What this task involves – Arrange the stretch of the rows below, from the start through the line containing "92L124 90L140 90L140", as a JSON list of strings with one string per line, omitting blank lines and leaving the pictures out of the answer.

* begin *

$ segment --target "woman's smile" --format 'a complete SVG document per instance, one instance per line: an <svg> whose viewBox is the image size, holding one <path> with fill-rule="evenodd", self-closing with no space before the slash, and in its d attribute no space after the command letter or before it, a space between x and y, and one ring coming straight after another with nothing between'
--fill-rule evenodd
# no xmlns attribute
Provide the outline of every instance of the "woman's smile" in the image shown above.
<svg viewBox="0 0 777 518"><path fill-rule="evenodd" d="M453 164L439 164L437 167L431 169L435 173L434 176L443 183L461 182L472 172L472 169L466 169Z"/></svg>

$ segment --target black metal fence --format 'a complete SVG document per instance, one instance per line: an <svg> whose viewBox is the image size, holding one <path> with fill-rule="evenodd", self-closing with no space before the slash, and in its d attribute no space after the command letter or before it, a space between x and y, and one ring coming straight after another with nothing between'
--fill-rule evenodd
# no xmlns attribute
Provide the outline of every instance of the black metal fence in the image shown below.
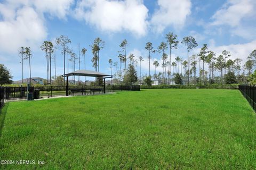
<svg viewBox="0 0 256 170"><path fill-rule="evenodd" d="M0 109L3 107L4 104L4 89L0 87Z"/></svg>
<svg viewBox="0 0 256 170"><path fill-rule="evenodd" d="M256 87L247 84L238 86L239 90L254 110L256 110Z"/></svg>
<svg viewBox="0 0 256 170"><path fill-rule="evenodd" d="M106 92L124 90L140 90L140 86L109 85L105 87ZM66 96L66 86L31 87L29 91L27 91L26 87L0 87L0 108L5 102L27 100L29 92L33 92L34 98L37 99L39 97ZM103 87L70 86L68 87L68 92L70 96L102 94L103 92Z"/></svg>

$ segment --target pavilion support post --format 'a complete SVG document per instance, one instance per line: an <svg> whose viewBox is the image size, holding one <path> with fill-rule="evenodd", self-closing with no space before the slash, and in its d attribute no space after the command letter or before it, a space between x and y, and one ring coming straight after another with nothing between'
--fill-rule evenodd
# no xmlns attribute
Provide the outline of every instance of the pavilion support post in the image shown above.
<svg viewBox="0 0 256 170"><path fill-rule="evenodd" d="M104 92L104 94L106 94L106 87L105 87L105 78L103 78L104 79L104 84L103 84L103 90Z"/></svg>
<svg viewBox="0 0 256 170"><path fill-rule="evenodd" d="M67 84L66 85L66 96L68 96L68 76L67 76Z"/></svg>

* end *

Written reply –
[
  "$ segment --target \"woman's smile\" --format 'a complete SVG document per instance, one instance per line: an <svg> whose viewBox is the image size, holding one <path> with fill-rule=\"evenodd\", self-closing with no space before the slash, and in its d attribute no space after the command letter or before it, a space between x and y, and one ring coming straight after another with nothing between'",
  "--fill-rule evenodd",
  "# no xmlns attribute",
  "Provide the outline of every instance of the \"woman's smile\" in the image shown above.",
  "<svg viewBox=\"0 0 777 518\"><path fill-rule=\"evenodd\" d=\"M453 164L439 164L437 167L431 169L435 173L434 176L443 183L461 182L472 172L472 169L466 169Z\"/></svg>",
  "$ segment --target black metal fence --format 'a complete SVG document per instance, one instance per line: an <svg> whose viewBox is the image size, holding one <path> with fill-rule=\"evenodd\", self-closing with no space before the slash, and in its d attribute no space after the command letter or before it, a space between x and y, and one ring coming straight after another with nothing between'",
  "--fill-rule evenodd",
  "# no xmlns attribute",
  "Provide the outline of every instance of the black metal fence in the image shown below.",
  "<svg viewBox=\"0 0 256 170\"><path fill-rule=\"evenodd\" d=\"M0 109L3 107L4 104L4 89L0 87Z\"/></svg>",
  "<svg viewBox=\"0 0 256 170\"><path fill-rule=\"evenodd\" d=\"M256 87L247 84L238 86L239 90L254 110L256 110Z\"/></svg>",
  "<svg viewBox=\"0 0 256 170\"><path fill-rule=\"evenodd\" d=\"M106 92L124 90L140 90L140 86L109 85L105 87ZM66 96L66 86L31 87L29 91L27 91L26 87L0 87L0 108L5 102L27 100L29 92L33 92L34 98L37 99L39 97ZM103 87L70 86L68 87L68 92L70 96L102 94L103 92Z\"/></svg>"
]